Belge =>
※

Eskişehir Haber Eskişehir Gündem Çerkes Sürgünü Mecliste Anıldı, İnsanlık Dersi Verildi

Çerkes Sürgünü Mecliste Anıldı, İnsanlık Dersi Verildi

CHP’li Cenk Sungur, 21 Mayıs Çerkes Sürgünü’nü Odunpazarı Meclisi’nde andı: “Unutmak yeniden yaşatmaktır, suskunluk suç ortaklığıdır.”

Haberleri

Odunpazarı Belediyesi Mayıs ayı meclis toplantısında, 21 Mayıs 1864 Çerkes Sürgünü’nün yıl dönümü dolayısıyla dikkat çeken bir konuşma yapıldı. CHP Meclis Üyesi Cenk Sungur, tarihin en acı olaylarından biri olarak kabul edilen Çerkes Sürgünü’nü anarak, insanlık tarihine karşı bir sorumluluğu yerine getirme çağrısında bulundu.


 

Sungur, 161 yıl önce yaşanan bu büyük trajedinin sadece bir halkı değil, tüm insanlığı ilgilendirdiğini belirtti. Konuşmasında Çerkes halkının sürgün sürecinde yaşadığı zor koşulları anlattı. Soğuk, hastalık, açlık ve ölümün pençesinde hayatta kalmaya çalışan binlerce insanın yaşadığı dramı “bu hadise tam anlamıyla bir soykırım tanımıdır” sözleriyle ifade etti.


 

CHP’li Meclis Üyesi şu ifadeleri kullandı:

“Unutmak, yeniden yaşatmaktır”

※

Veri kesitleri =>
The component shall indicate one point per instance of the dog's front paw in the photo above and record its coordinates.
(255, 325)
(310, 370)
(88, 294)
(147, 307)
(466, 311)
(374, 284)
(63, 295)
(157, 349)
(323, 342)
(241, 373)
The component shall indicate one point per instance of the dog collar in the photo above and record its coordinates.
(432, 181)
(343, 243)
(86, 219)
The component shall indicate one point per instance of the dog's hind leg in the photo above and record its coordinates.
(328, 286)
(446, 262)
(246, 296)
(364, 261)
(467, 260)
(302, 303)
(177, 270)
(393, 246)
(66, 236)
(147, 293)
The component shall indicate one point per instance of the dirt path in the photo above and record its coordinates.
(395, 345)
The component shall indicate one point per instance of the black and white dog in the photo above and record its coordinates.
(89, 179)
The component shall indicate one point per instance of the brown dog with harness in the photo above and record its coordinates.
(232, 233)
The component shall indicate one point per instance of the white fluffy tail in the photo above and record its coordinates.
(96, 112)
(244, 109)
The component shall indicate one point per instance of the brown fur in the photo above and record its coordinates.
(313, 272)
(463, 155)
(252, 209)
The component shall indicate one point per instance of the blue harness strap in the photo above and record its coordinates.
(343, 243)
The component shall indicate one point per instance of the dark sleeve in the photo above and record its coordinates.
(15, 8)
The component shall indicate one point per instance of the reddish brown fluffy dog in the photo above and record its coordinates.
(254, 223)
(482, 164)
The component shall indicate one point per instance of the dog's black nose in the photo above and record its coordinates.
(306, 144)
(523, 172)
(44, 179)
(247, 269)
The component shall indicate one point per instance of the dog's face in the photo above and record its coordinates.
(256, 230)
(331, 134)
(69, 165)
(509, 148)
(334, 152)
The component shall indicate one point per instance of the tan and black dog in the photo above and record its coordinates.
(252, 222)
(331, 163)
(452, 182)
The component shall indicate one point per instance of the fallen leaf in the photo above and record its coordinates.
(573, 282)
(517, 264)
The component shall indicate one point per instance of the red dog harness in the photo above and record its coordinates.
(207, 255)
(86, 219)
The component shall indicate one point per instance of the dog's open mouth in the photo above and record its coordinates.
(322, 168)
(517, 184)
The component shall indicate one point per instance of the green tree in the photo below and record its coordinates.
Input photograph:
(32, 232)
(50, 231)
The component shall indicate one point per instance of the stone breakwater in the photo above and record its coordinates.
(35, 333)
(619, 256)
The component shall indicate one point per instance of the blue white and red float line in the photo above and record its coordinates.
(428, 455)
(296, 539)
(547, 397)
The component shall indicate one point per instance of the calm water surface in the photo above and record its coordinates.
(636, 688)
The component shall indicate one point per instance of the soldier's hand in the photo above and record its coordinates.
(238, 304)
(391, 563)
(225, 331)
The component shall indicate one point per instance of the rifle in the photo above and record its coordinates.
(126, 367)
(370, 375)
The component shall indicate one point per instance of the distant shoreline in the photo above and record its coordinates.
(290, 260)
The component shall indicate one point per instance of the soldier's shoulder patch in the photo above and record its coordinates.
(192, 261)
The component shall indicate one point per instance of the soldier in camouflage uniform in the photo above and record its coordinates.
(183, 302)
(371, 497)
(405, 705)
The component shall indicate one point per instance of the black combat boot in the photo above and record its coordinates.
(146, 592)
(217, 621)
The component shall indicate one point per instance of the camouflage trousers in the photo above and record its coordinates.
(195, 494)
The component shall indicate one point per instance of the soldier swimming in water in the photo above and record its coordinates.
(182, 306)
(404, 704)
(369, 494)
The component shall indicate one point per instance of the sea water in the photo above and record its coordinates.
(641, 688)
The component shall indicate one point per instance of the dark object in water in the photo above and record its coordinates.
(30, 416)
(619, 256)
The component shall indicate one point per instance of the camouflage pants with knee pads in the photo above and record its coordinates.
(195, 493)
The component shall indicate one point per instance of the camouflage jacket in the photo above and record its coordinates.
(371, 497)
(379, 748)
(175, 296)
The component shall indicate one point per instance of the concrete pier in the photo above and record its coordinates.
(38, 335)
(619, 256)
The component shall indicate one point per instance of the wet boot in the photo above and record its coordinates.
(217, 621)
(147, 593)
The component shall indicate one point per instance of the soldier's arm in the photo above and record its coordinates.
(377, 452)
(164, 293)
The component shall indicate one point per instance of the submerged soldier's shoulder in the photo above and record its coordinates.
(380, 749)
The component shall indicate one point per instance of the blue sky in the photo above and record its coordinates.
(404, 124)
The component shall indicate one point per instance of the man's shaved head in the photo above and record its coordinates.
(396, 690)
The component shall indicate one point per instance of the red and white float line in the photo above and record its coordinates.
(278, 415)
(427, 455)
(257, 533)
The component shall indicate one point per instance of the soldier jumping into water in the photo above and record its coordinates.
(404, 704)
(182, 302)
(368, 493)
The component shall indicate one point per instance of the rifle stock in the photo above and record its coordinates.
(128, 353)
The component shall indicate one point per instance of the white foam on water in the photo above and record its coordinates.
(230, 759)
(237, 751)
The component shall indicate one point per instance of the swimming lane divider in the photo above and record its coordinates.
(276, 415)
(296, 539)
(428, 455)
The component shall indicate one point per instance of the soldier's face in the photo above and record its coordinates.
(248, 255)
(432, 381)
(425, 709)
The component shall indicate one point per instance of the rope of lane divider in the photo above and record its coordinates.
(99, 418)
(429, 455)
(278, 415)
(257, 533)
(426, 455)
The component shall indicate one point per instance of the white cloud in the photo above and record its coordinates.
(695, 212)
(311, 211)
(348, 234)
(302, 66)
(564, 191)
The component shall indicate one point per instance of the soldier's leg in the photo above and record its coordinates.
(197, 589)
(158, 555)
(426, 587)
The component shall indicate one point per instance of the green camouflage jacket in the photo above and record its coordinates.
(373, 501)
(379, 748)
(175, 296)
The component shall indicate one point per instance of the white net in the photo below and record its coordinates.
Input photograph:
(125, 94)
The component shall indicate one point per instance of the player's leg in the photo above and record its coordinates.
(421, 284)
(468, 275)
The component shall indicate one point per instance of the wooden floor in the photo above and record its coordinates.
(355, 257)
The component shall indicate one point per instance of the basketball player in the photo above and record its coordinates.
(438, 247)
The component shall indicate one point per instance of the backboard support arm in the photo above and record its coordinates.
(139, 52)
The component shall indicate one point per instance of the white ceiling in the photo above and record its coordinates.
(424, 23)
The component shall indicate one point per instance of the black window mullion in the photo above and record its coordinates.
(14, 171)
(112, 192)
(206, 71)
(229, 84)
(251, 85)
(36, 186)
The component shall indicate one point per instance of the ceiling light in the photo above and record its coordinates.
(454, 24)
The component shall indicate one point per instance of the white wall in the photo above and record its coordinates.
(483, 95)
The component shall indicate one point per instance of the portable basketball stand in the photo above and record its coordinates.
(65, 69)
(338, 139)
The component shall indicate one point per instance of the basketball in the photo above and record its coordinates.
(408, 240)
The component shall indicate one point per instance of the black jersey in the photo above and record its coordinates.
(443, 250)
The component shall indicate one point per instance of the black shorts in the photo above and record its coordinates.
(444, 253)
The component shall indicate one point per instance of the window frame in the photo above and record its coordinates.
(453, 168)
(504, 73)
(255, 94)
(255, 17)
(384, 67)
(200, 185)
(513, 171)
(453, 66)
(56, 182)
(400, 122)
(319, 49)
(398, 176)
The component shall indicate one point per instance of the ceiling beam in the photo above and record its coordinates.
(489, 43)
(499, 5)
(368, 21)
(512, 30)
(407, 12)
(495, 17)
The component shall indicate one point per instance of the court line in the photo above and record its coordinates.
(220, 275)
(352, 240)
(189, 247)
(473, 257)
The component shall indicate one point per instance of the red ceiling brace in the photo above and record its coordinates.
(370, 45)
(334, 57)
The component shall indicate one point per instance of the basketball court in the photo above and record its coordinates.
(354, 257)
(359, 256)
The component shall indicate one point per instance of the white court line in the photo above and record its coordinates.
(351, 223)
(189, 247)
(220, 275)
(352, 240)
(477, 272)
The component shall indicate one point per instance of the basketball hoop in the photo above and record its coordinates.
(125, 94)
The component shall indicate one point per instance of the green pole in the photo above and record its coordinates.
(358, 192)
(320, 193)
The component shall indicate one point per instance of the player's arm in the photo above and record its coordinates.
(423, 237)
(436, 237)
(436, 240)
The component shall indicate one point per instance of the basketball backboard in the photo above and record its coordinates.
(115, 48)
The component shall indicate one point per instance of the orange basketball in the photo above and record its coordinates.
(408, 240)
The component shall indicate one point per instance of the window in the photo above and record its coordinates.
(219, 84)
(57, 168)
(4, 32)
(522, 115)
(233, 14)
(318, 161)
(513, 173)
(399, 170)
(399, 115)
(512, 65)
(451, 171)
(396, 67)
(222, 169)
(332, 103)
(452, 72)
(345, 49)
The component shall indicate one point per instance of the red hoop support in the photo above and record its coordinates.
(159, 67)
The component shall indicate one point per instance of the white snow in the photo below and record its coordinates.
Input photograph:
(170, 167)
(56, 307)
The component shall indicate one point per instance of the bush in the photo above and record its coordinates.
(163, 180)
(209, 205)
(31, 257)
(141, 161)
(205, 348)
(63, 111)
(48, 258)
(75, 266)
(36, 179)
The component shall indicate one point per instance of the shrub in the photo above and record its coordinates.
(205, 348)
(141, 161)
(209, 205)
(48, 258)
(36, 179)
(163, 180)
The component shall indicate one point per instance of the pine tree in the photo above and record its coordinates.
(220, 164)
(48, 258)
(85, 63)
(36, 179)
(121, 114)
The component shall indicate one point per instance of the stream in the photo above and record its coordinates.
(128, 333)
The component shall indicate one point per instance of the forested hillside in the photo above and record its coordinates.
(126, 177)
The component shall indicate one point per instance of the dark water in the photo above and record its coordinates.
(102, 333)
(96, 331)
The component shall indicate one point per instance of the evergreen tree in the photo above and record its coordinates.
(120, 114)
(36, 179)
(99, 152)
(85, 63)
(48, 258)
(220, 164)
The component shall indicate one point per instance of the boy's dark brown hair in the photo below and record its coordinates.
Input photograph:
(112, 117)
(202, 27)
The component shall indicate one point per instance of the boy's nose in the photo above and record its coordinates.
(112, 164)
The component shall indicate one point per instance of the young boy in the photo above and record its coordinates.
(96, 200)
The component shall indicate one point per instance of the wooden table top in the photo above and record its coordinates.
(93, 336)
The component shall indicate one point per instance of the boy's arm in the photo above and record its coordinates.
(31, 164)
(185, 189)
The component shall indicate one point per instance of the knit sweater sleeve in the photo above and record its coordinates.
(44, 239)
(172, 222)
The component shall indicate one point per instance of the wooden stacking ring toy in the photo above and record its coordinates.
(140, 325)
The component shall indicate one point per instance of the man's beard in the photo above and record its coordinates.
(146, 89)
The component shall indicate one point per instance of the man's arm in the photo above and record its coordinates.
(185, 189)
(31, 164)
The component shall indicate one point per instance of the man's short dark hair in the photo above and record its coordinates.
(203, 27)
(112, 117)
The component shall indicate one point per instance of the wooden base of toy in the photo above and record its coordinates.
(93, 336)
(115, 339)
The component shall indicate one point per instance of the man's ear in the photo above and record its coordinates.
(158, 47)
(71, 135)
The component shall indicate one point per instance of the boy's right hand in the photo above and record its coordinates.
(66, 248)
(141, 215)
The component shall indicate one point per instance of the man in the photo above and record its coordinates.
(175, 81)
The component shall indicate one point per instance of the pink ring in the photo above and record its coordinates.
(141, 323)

※

Yazılı görev => Çerkes Sürgünü'nün Odunpazarı Meclisi'nde anılmasını anlatan haberi son satırından sonra devam ettirin.

Alıştırma cevabı =>
“Bugün Mayıs ayı meclisimizi gerçekleştirirken, insanlık tarihinin en acı hadiselerinden biri olan 21 Mayıs 1864 Çerkes Sürgünü ve Soykırımı’nı anmak ve bu büyük trajedinin hafızalardaki yerini tazelemek için söz almış bulunuyorum.


 

Bundan tam 161 yıl önce, Çarlık Rusyası’nın Kuzey Kafkasya’yı işgal politikaları sonucu yüz binlerce Çerkes, yüzyıllardır yaşadıkları topraklardan zorla sürülerek, soğuk denizlere, hastalıklara, açlığa ve ölüme terk edildiler. Tarihçiler bu soykırımda, sayısı milyonla ifade edilecek kadar kalabalık bir Çerkes nüfusunun hayatını kaybettiğinden bahsederler. Ve bu sürgünden sağ olarak kurtulanlar da bir daha dönmemek üzere anayurtlarından koparıldılar.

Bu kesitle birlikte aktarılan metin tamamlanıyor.